WHAT YOU HAVE TO DO:
Could you render every line of the listing below as a numbered list, leaving out any blank lines?

Saved entries:
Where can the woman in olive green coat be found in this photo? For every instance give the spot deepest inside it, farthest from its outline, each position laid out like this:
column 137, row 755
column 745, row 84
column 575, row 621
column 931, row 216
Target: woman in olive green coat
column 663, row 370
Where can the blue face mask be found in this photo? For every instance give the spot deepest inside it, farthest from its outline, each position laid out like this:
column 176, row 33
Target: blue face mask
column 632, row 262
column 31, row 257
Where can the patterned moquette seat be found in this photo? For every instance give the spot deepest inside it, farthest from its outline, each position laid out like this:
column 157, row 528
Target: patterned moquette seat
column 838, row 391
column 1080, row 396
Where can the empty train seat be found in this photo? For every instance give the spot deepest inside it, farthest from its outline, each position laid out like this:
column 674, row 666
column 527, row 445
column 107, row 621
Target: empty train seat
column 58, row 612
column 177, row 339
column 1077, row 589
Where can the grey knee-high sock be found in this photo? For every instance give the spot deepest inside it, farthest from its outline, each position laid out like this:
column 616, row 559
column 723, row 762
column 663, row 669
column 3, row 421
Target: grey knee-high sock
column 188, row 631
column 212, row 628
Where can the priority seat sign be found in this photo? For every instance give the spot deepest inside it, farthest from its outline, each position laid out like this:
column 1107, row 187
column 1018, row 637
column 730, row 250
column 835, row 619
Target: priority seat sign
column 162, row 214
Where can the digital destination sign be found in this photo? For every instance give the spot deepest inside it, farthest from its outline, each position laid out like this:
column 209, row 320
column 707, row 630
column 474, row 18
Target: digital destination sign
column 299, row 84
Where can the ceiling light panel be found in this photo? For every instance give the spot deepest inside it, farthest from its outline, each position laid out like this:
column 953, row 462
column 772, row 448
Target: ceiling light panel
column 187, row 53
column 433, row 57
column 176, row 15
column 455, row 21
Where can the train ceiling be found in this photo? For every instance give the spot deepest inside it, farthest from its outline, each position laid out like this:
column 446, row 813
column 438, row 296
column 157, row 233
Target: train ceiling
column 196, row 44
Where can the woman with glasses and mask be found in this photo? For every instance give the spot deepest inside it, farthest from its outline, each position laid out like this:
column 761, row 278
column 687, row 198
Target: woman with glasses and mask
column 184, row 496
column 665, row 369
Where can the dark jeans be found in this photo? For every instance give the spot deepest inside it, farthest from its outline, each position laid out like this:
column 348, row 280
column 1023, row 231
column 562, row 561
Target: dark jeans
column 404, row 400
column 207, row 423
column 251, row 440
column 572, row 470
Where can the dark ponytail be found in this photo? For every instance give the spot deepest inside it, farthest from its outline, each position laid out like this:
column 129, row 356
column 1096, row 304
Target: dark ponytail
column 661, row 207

EXPECTED ANSWER:
1. Where can the woman in olive green coat be found in this photo? For every instance give the spot deepest inside it, farthest from its outline, each position laid out like this:
2. column 137, row 755
3. column 745, row 84
4. column 575, row 621
5. column 931, row 216
6. Target: woman in olive green coat
7. column 663, row 370
8. Where can the blue face mask be found in this photo? For every instance give the spot deepest inside it, farthest from its outline, each position laid out like this:
9. column 176, row 33
10. Target: blue face mask
11. column 632, row 262
12. column 31, row 257
13. Where can the patterned moquette seat be found in this photo? For every instance give the spot deepest inside it, farthest from its outline, each position laid out like this:
14. column 157, row 528
15. Target: patterned moquette seat
16. column 838, row 391
17. column 1080, row 396
18. Where can the empty train seat be found in this photo? For every instance give the spot deepest inside it, farthest from its outline, each position laid out like this:
19. column 674, row 666
20. column 527, row 445
21. column 107, row 621
22. Target: empty train seat
23. column 58, row 612
24. column 177, row 339
25. column 1077, row 589
26. Where can the grey knee-high sock be found in this photo? For every instance give the spot deepest inside it, farthest from its outline, each position laid out like this:
27. column 616, row 559
28. column 723, row 762
29. column 663, row 669
30. column 3, row 421
31. Target: grey knee-high sock
32. column 188, row 631
33. column 212, row 628
34. Where can the priority seat sign be found in this photo? For every instance give the spot deepest inside it, farthest from its outline, each position laid out like this:
35. column 1107, row 187
36. column 1018, row 637
37. column 730, row 250
38. column 835, row 619
39. Target: priority seat sign
40. column 162, row 214
41. Where can the digital destination sign be found in this photo? For every instance give the spot deepest inside it, farthest from its outline, each position laid out like this:
42. column 209, row 320
43. column 707, row 630
44. column 474, row 18
45. Target: digital destination sign
46. column 299, row 84
47. Where can the ceiling light panel be found in this photo? For every instance give the spot deepest inside it, farthest from its outline, each position laid out like this:
48. column 953, row 462
49. column 772, row 448
50. Target: ceiling light panel
51. column 187, row 53
52. column 433, row 57
53. column 176, row 15
54. column 455, row 21
55. Where can the train ceiling be found in this photo? For every instance give the spot deepest inside it, farthest from its outline, each position laid out like this:
56. column 446, row 813
57. column 438, row 296
58. column 157, row 233
59. Target: train ceiling
60. column 196, row 44
61. Where can the woman with glasses and mask be found in this photo? For every instance give the spot deepest inside it, farthest from its outline, each position laid out like this:
62. column 761, row 278
63. column 687, row 198
64. Target: woman with glasses and mask
65. column 184, row 496
66. column 665, row 369
67. Where can the dark jeans be found in this photo? For every instance give the spot deepest inside it, farthest from its outline, each position laid out like this:
68. column 348, row 280
69. column 1023, row 231
70. column 562, row 561
71. Target: dark jeans
72. column 404, row 400
73. column 207, row 423
74. column 251, row 440
75. column 572, row 470
76. Where can the dark ponytail be found in this photo? For every instance give the spot deepest inside it, farthest from its outline, each position laid out like this:
77. column 129, row 356
78. column 1096, row 304
79. Target: dark ponytail
80. column 661, row 207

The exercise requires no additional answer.